Images appear in the records below; leave them out and repeat everything else exactly.

### MATERIAL TO PROCESS
■ ■ ■ ■ ■ ■ ■
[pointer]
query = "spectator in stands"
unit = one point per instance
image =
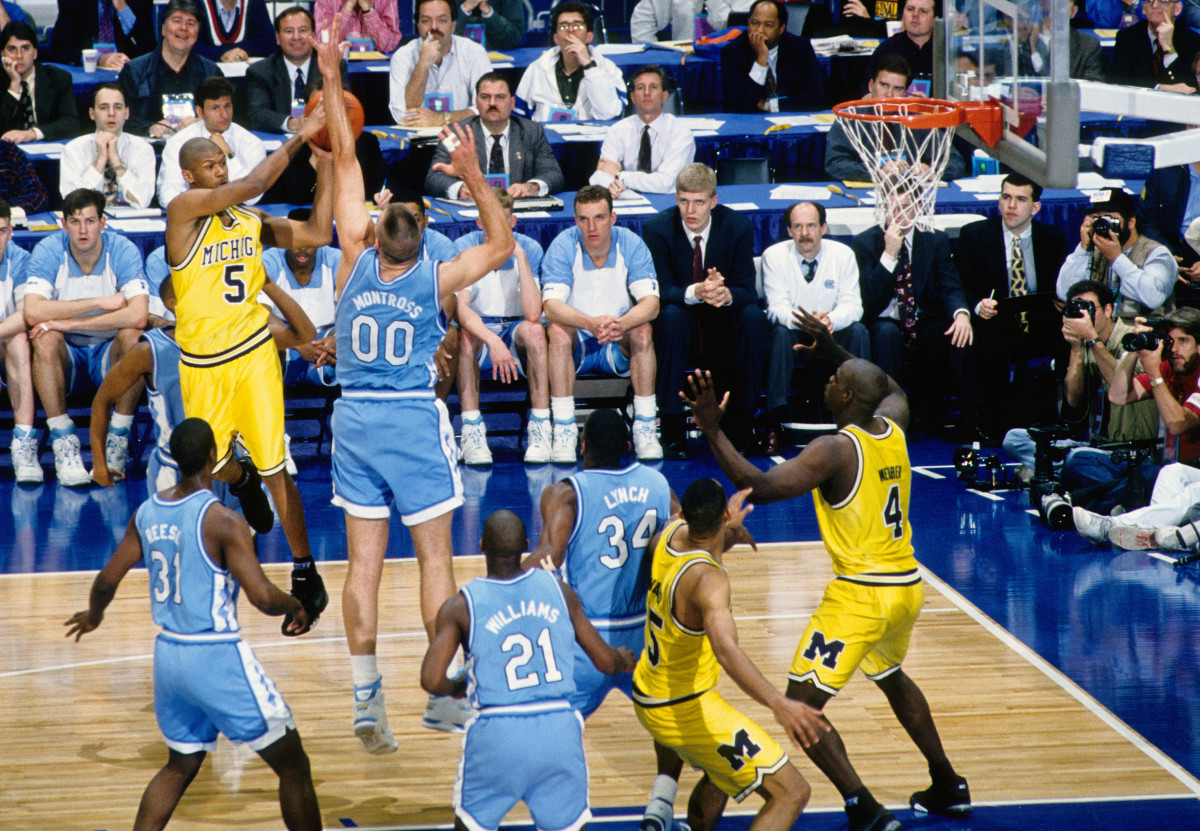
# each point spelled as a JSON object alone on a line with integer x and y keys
{"x": 1033, "y": 52}
{"x": 502, "y": 332}
{"x": 915, "y": 43}
{"x": 645, "y": 151}
{"x": 913, "y": 304}
{"x": 1003, "y": 258}
{"x": 600, "y": 294}
{"x": 1169, "y": 202}
{"x": 87, "y": 303}
{"x": 503, "y": 22}
{"x": 433, "y": 76}
{"x": 233, "y": 30}
{"x": 1156, "y": 52}
{"x": 708, "y": 308}
{"x": 18, "y": 377}
{"x": 363, "y": 18}
{"x": 891, "y": 79}
{"x": 1140, "y": 270}
{"x": 569, "y": 76}
{"x": 19, "y": 184}
{"x": 815, "y": 274}
{"x": 109, "y": 160}
{"x": 214, "y": 108}
{"x": 767, "y": 69}
{"x": 649, "y": 17}
{"x": 126, "y": 25}
{"x": 159, "y": 85}
{"x": 39, "y": 103}
{"x": 507, "y": 144}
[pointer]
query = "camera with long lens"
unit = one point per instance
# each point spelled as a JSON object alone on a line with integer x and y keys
{"x": 1146, "y": 341}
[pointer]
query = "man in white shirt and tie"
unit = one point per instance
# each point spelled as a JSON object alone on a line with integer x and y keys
{"x": 109, "y": 160}
{"x": 820, "y": 276}
{"x": 647, "y": 150}
{"x": 214, "y": 107}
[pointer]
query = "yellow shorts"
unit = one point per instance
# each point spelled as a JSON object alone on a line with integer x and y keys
{"x": 240, "y": 399}
{"x": 709, "y": 734}
{"x": 857, "y": 625}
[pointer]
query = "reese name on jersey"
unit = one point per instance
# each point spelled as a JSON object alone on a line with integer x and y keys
{"x": 525, "y": 609}
{"x": 372, "y": 298}
{"x": 228, "y": 250}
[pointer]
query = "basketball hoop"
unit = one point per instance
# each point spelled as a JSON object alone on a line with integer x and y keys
{"x": 905, "y": 144}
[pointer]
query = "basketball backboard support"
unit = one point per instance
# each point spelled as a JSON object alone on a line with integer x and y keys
{"x": 1018, "y": 53}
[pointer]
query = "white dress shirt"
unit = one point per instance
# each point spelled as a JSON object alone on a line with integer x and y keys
{"x": 455, "y": 76}
{"x": 136, "y": 185}
{"x": 247, "y": 153}
{"x": 834, "y": 287}
{"x": 672, "y": 148}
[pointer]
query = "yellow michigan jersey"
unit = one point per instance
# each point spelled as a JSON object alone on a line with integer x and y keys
{"x": 217, "y": 286}
{"x": 868, "y": 533}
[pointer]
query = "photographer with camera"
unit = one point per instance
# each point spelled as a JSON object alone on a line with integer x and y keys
{"x": 1171, "y": 384}
{"x": 1140, "y": 271}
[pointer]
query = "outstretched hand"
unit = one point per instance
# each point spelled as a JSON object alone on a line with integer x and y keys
{"x": 705, "y": 408}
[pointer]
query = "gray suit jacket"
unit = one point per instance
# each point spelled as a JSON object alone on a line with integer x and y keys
{"x": 529, "y": 157}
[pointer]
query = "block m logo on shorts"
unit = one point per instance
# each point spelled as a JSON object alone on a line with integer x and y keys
{"x": 827, "y": 653}
{"x": 739, "y": 751}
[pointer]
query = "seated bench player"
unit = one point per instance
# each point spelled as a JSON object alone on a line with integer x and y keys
{"x": 502, "y": 332}
{"x": 87, "y": 302}
{"x": 600, "y": 293}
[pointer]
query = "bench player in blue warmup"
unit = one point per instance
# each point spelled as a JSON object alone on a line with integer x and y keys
{"x": 519, "y": 629}
{"x": 207, "y": 680}
{"x": 393, "y": 443}
{"x": 595, "y": 526}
■ ■ ■ ■ ■ ■ ■
### SOLUTION FOR THIS EXERCISE
[pointer]
query = "spectator in stands"
unit = one point per instance
image =
# each point spelled as a JSON object alone on a line with integer x and y keys
{"x": 1033, "y": 52}
{"x": 502, "y": 332}
{"x": 915, "y": 43}
{"x": 645, "y": 151}
{"x": 913, "y": 304}
{"x": 1003, "y": 258}
{"x": 600, "y": 294}
{"x": 1169, "y": 202}
{"x": 87, "y": 303}
{"x": 503, "y": 22}
{"x": 433, "y": 76}
{"x": 233, "y": 30}
{"x": 1156, "y": 52}
{"x": 708, "y": 308}
{"x": 18, "y": 377}
{"x": 363, "y": 18}
{"x": 891, "y": 79}
{"x": 1140, "y": 270}
{"x": 569, "y": 76}
{"x": 19, "y": 184}
{"x": 815, "y": 274}
{"x": 109, "y": 160}
{"x": 214, "y": 108}
{"x": 767, "y": 69}
{"x": 649, "y": 17}
{"x": 126, "y": 25}
{"x": 159, "y": 85}
{"x": 39, "y": 103}
{"x": 507, "y": 144}
[pointer]
query = "camera with long lens"
unit = one point per instance
# each point spelled as a JSON object alone on a line with integer x and y keys
{"x": 1146, "y": 341}
[pointer]
query = "man in white shirt and tie"
unit = one point per instance
# each point spelled as a JSON object alone on a line with integer x and y keys
{"x": 109, "y": 160}
{"x": 820, "y": 276}
{"x": 647, "y": 150}
{"x": 214, "y": 107}
[pointer]
query = "yellow shorts"
unit = one point per instance
# each point spelled as a JSON object alone on a line with integer x and y keys
{"x": 240, "y": 399}
{"x": 709, "y": 734}
{"x": 857, "y": 625}
[pointer]
query = "reese name on jersey"
unit = one point per instance
# each point spelled as a JSON object alone on a line with integer x and y keys
{"x": 525, "y": 609}
{"x": 372, "y": 298}
{"x": 228, "y": 250}
[pointer]
query = "basketball hoop"
unit = one point per instance
# each point spelled as a JSON object alone on a line with integer x and y keys
{"x": 905, "y": 144}
[pointer]
query = "basketball backboard support"
unit = one point per instance
# each point spelled as a JSON object alone on a line with integer x and y keys
{"x": 1018, "y": 53}
[pointer]
query = "white dress shirt"
unit = one point per instance
# each point spelled as a JSON object alone on a line with integer x and y keys
{"x": 455, "y": 76}
{"x": 136, "y": 185}
{"x": 247, "y": 153}
{"x": 834, "y": 287}
{"x": 672, "y": 148}
[pointer]
query = "yellow michigan jersey"
unit = one point per instance
# each point spelled as a JSON object alone on a line with integer x and y keys
{"x": 217, "y": 286}
{"x": 868, "y": 533}
[pointer]
query = "photographer with camera"
unit = one point per instance
# each point spelled as a JSON object alone on a line with integer x and y keys
{"x": 1171, "y": 384}
{"x": 1140, "y": 271}
[pointer]
query = "outstretched hand"
unit = one point per instance
# each point spelled as a JSON object alone on a line with integer x and y keys
{"x": 705, "y": 408}
[pointer]
query = "gray suit jacket"
unit = one point per instance
# each point spelled as a JSON object alone on a line with integer x and y keys
{"x": 529, "y": 157}
[pointer]
query = "block m logo on shorts"
unit = one point per instance
# each point spelled as a JSON object alone on a line with integer x and y keys
{"x": 827, "y": 653}
{"x": 739, "y": 751}
[pointer]
query = "seated bench player"
unit = one point per instance
# each point spelled as a JSON object alone on a line with integer x and y keys
{"x": 502, "y": 332}
{"x": 87, "y": 302}
{"x": 600, "y": 293}
[pointer]
query = "bench player in blue warmup"
unit = one point per instance
# each point spelled as a JSON object alone on a line with integer x and y keys
{"x": 519, "y": 629}
{"x": 207, "y": 680}
{"x": 393, "y": 443}
{"x": 595, "y": 526}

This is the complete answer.